What is asked
Begin with the line that contains "Can you locate the white" and transcribe each line after it, up to and including the last line of the listing below.

------ Material provided

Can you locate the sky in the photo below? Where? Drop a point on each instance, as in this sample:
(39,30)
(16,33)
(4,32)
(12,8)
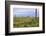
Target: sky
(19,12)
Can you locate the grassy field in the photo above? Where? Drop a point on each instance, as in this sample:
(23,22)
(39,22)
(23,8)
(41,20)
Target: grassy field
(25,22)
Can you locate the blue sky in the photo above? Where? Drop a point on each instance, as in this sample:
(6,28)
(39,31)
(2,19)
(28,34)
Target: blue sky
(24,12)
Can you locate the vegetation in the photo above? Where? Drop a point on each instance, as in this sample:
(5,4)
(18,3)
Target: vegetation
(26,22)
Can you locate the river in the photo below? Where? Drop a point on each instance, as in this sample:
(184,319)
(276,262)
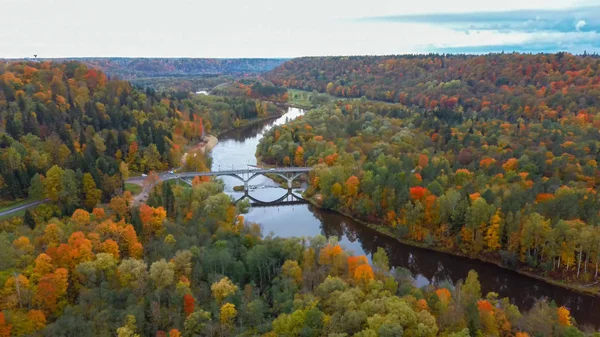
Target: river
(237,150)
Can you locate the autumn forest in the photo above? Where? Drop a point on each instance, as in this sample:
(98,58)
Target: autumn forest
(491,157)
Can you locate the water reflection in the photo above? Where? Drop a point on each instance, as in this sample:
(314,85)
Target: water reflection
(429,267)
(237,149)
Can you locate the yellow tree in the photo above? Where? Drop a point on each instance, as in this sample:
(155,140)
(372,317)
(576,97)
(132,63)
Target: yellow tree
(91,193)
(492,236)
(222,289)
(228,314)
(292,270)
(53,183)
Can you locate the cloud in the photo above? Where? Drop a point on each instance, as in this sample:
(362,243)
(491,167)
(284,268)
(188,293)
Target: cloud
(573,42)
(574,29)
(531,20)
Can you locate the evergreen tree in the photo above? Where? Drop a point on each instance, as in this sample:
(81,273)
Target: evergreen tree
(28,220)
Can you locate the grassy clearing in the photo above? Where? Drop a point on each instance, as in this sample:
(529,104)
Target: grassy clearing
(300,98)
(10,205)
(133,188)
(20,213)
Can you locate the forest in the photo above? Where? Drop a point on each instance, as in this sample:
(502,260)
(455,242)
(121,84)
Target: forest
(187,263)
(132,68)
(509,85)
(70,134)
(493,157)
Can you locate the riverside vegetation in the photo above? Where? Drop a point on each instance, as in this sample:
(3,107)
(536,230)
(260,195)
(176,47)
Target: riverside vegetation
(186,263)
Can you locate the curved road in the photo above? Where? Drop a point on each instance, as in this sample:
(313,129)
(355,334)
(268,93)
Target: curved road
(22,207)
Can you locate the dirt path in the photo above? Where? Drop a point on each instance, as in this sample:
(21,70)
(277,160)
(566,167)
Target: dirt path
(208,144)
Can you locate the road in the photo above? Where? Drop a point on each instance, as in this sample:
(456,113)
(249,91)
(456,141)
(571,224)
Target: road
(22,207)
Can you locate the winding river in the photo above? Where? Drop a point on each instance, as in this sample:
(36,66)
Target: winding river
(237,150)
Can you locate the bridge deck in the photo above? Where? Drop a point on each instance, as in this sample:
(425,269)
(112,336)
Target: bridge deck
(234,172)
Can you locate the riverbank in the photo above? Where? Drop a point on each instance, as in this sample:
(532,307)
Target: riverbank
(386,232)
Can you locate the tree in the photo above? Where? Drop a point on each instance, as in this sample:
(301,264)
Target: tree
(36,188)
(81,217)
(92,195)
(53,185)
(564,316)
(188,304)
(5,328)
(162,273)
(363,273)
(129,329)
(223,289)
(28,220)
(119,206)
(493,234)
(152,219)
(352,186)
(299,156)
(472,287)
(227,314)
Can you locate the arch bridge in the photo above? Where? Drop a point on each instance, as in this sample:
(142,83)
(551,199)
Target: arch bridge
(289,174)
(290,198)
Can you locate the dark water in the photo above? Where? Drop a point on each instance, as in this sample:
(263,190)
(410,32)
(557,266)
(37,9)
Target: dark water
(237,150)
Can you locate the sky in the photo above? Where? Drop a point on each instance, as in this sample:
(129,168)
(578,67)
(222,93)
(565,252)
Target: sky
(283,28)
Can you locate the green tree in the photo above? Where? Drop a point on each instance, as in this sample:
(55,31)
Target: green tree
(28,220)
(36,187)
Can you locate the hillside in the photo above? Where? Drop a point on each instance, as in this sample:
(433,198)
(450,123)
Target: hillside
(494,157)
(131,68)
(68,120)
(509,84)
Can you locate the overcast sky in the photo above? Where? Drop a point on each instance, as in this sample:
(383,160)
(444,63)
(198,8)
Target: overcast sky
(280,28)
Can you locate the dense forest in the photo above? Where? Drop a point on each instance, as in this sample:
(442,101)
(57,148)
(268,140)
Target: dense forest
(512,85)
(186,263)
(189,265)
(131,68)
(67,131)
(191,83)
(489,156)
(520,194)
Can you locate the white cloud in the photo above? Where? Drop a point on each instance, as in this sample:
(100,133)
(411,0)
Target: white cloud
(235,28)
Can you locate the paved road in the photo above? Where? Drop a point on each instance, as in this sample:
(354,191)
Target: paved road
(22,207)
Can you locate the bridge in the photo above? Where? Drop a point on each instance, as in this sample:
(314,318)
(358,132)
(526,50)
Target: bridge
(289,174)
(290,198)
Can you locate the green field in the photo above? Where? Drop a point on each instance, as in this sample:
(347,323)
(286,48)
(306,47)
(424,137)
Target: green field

------------

Response to this exercise
Can you locate the white cloud in the photo above? Where? Drop a point on each instance, as in this sample:
(100,133)
(411,0)
Target: white cloud
(235,28)
Can you locate the paved road in the photo above? Where? Drop a point on each instance, as in this sample:
(354,191)
Target: paved road
(22,207)
Can you locate the bridge in the photo above? Where? Drop a point on each instance, as in this sample:
(314,318)
(358,132)
(526,50)
Target: bridge
(289,174)
(290,198)
Can you locate the green field in the photo above? Where? Drop a point on each instance, as in this sample:
(347,323)
(286,48)
(306,47)
(424,137)
Target: green field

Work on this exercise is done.